| Task item |
Pick up the political news roundup below after its final sentence, on Abe and Japan's Self Defense Forces, and keep writing it.

| Document text |
Forbes also points out that Obama ran trillion dollar deficits during his first few years in office. But that was the result of lost revenues from the 2008 economic crisis, and increased spending to get out of that crisis. Not just to show off.
Remember also that financial crisis was triggered by deregulation in the banking and brokerage industries: trusting that they would act with restraint, and self-police, which they didn’t. Trump wants to deregulate that industry again: doing away with many of the rules put in place after the banks and brokerages acted so badly.
What’s Happening With Health Care
Majority Leader Mitch McConnell this weekend said he is willing to bring the Alexander/Murray proposal to stabilize Obamacare to the Senate floor for a vote. But there’s a catch: he’ll only do it if Trump promises he’ll sign if it passes. We did the math for you last week showing it does have the votes: if all Democrats vote in favor, plus the 12 Republican co-sponsors, it’ll have the 60 it needs to pass in the Senate.
So a quick recap of what’s in that proposal:
- Resumption of the cost-sharing payments Trump cut off that help poor people pay for out-of-pocket medical expenses
- An additional layer of Obamacare coverage: so called “Copper” plans that would cover less and cost less than the Gold, Silver and Bronze plans now available.
- Lower hurdles for states that want to offer their own plans
The White House in recent days has been saying it wants to add a 4th item: removal of the government mandate requiring that everybody buy insurance. Of course if that happens, the measure will lose most if not all its support from Democrats.
Meanwhile, Democrats are also turning up the political pressure where they can. Former VP Candidate Tim Kaine and Colorado Senator Michael Bennet revealed what they’re calling “Medicare X“, with the intention of allowing people to buy into Medicare in areas left with no health insurance options, if insurers pull out following Trump’s decision not to pay cost-sharing subsidies. Is their intention to eventually spread it to “Medicare for All”? Of course not!
Two Extremely Interesting Overseas Elections Reward Right-Wing Hard-Liners And Populists. Also Pirates.
In Japan, as a massive typhoon neared the coast, Prime Minister Shinzo Abe increased his majority in Parliament, paving the way for big changes to that country’s constitution for the first time since World War II. Japan currently operates under documents that were drafted by the U.S. following the war, which prohibit it from raising a military. However, Japan does have so-called “Self Defense Forces”, and Abe has long been eager to redefine and perhaps expand their role.

| Dataset excerpts |
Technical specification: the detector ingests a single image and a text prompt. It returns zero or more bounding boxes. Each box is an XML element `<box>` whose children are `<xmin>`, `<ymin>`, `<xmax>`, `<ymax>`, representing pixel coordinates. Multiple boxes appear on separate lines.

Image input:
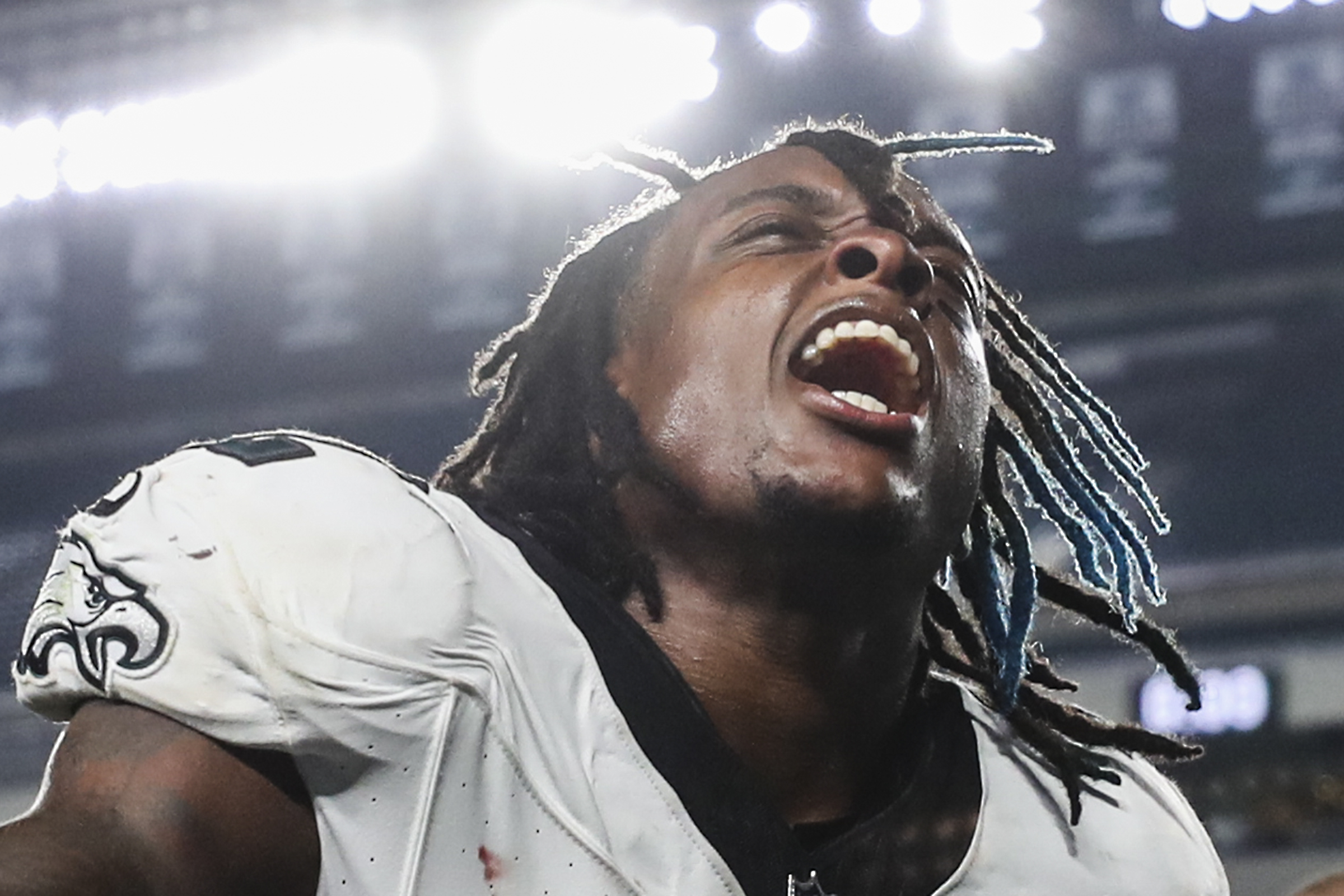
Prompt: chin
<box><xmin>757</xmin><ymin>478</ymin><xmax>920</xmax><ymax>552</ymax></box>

==

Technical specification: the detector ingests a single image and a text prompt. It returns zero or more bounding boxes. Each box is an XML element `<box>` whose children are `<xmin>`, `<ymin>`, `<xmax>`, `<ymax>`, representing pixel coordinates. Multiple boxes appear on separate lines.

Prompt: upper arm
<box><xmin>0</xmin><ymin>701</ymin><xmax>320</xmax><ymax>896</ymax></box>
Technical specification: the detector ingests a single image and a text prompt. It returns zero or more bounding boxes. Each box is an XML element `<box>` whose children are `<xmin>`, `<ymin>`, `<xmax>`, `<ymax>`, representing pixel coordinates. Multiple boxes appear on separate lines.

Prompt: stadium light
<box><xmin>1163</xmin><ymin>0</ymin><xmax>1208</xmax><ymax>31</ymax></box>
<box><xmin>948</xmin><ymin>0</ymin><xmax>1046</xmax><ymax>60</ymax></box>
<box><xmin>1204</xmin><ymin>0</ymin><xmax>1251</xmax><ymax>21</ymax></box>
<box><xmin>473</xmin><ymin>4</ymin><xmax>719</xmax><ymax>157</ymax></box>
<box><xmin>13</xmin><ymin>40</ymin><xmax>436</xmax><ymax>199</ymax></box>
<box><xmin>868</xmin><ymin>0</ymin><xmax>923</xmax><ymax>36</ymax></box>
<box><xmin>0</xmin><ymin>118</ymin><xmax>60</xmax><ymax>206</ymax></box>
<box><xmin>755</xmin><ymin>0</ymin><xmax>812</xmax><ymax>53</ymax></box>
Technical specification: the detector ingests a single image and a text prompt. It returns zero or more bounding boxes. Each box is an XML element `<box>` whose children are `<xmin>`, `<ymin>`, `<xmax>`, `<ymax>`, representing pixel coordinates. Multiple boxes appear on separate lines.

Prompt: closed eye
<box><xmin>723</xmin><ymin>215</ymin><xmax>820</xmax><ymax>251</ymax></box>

| Written response |
In the Czech Republic, the 2nd biggest vote-getter in this weekend’s election, might’ve gotten the most attention, after he vastly outperformed expectations. Tomio Okamura was born in Tokyo: the son of a Japanese father and a Czech mother. His Ultra-Right party is vehemently anti-immigrant and anti-Muslim. In fact he wants to ban Islam in the Czech Republic and has urged citizens to march around mosques with pigs in tow. Bloomberg has a really good profile that was written before the vote.
The winner, the 2nd richest person in the country, a populist named Andrej Babis.
Also of note, the “Pirates Party” came in 3rd, gaining 22 seats putting it ahead of most of the more established Czech parties. The Pirates are most popular among young people, largely as a protest vote, since they don’t have much of a platform (but at least they have planks. Ooh. Bad.)
McCain Body-Slams Trump Again
We caught this last night when we were cruising C-span. Arizona Senator John McCain, without mentioning Trump by name, comes down hard on rich Americans who stayed out of Vietnam by getting a diagnosis of a “bone spur”. Anyone we know? Watch:
It’s a fascinating interview about McCain’s relationship with his captors during the 5 years he was a POW. If you care to see more, it’s here.
Of course, during the campaign, Trump infamously denigrated McCain’s status as a war hero, saying “I like people that weren’t captured, OK?”